#### EXERCISE INPUT ####

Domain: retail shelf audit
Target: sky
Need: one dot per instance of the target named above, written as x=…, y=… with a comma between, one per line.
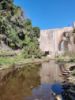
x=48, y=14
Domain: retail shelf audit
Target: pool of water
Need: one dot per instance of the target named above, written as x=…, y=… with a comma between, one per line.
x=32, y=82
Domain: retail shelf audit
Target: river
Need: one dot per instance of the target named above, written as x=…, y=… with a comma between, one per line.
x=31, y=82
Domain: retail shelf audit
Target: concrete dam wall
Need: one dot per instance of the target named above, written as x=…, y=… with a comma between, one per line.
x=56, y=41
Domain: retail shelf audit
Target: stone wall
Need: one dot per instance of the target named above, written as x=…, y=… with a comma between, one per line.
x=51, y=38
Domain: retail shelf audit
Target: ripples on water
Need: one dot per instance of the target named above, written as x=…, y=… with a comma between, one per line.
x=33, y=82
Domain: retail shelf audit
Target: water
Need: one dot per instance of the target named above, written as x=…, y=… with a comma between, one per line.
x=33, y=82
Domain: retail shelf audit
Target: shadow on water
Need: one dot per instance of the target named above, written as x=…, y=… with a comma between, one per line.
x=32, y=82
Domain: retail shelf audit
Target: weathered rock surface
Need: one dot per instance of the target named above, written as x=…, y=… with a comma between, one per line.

####
#### EXERCISE INPUT ####

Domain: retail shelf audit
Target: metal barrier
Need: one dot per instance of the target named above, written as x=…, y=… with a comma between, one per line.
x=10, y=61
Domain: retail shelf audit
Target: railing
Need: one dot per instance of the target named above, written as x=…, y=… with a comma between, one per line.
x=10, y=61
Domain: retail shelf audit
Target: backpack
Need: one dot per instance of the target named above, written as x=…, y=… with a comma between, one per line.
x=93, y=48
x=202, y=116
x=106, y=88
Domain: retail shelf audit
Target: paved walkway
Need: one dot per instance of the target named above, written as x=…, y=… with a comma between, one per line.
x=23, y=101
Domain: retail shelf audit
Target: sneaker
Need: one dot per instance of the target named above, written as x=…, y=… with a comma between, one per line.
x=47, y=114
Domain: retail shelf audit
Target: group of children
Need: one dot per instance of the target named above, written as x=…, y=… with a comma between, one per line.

####
#### EXERCISE INPUT ####

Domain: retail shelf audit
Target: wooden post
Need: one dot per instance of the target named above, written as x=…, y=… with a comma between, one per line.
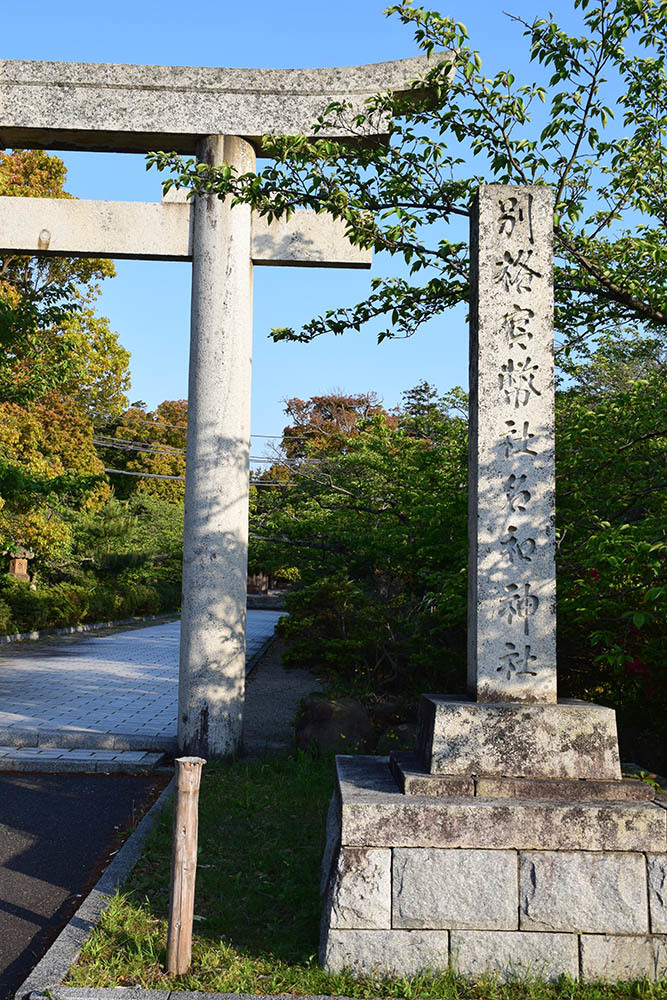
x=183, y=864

####

WORK ITEM:
Go through the listing above and locate each line that holds the word "water". Copy those lines.

RESULT BELOW:
Target: pool of water
Target: ripples on water
Target: water
Target: shadow on water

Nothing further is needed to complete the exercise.